Problem to solve
Rewrite the listing below, replacing every "instance" with "occurrence" and keeping everything else unchanged.

Supplied material

# # # # # # #

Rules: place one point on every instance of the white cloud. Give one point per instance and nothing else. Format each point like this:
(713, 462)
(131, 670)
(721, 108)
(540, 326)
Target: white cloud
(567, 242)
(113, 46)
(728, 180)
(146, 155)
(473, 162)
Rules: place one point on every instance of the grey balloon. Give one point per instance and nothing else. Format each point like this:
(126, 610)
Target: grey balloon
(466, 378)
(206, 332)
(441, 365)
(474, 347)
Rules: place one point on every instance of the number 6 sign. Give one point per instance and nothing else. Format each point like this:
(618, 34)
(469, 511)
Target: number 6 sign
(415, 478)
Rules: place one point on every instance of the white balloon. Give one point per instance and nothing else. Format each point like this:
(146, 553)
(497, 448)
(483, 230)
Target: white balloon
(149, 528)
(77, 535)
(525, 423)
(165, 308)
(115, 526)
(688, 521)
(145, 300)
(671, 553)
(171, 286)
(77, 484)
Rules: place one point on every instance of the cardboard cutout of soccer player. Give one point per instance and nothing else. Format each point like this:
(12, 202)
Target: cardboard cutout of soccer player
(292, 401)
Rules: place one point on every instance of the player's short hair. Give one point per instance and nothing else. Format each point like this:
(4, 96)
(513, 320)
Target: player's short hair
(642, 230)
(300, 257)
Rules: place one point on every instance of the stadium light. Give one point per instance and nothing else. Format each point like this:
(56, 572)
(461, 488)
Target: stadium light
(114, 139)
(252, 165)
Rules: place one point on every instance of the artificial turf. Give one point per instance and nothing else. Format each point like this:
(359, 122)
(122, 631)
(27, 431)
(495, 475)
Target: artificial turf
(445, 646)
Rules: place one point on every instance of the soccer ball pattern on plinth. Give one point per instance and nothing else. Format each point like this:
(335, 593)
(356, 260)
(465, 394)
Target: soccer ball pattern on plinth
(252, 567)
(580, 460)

# # # # # # #

Answer to this exercise
Rules: place one point on every occurrence of the white cloud. Give one point per occurrence and nothing else. Format each point like this:
(713, 462)
(131, 670)
(721, 108)
(540, 326)
Target: white cloud
(567, 242)
(113, 46)
(728, 180)
(146, 155)
(473, 162)
Rules: place one point on every occurrence of the grey balloon. Give one point per occurrence and nothing else. Format each point like this:
(126, 610)
Target: grey balloon
(466, 378)
(206, 332)
(441, 365)
(474, 347)
Rules: place one point on every occurrence of the number 6 sign. Give one point per occurrence and nothing else. Format each point like this:
(618, 34)
(469, 511)
Target: number 6 sign
(415, 478)
Rules: place one point on every occurrence of the white balloon. Give one point per occurrence and nothing else. Format each point like this:
(146, 553)
(497, 448)
(483, 230)
Target: white balloon
(149, 528)
(77, 535)
(525, 423)
(165, 308)
(115, 526)
(688, 521)
(145, 300)
(671, 553)
(171, 286)
(77, 484)
Rules: place one point on every occurrence of the cardboard cutout of soccer player. Give one point per occurrence and nothing else. Format each point like this:
(12, 202)
Target: cardboard cutout of soccer player
(292, 401)
Rules: place one point on every occurrence of the player's short hair. Give one point per occurrence and nothing else. Format each point like this:
(4, 96)
(513, 320)
Target: player's short hair
(642, 230)
(300, 257)
Rules: place one point on every occurrence of the stadium light. Give one point per occurrence and nothing else. Format each point like this:
(56, 572)
(461, 488)
Target: stadium light
(114, 139)
(252, 165)
Rules: place one point on every occurrence of the artificial turf. Give one point per occurrence and nothing else. Format each point like this:
(359, 122)
(122, 631)
(27, 431)
(495, 475)
Target: artificial turf
(445, 646)
Rules: place one point on every occurrence of the soccer ball pattern on plinth. Give one point per occurrence and nothing else. Format each point like this:
(335, 593)
(356, 260)
(465, 394)
Target: soccer ball pattern on plinth
(252, 567)
(580, 460)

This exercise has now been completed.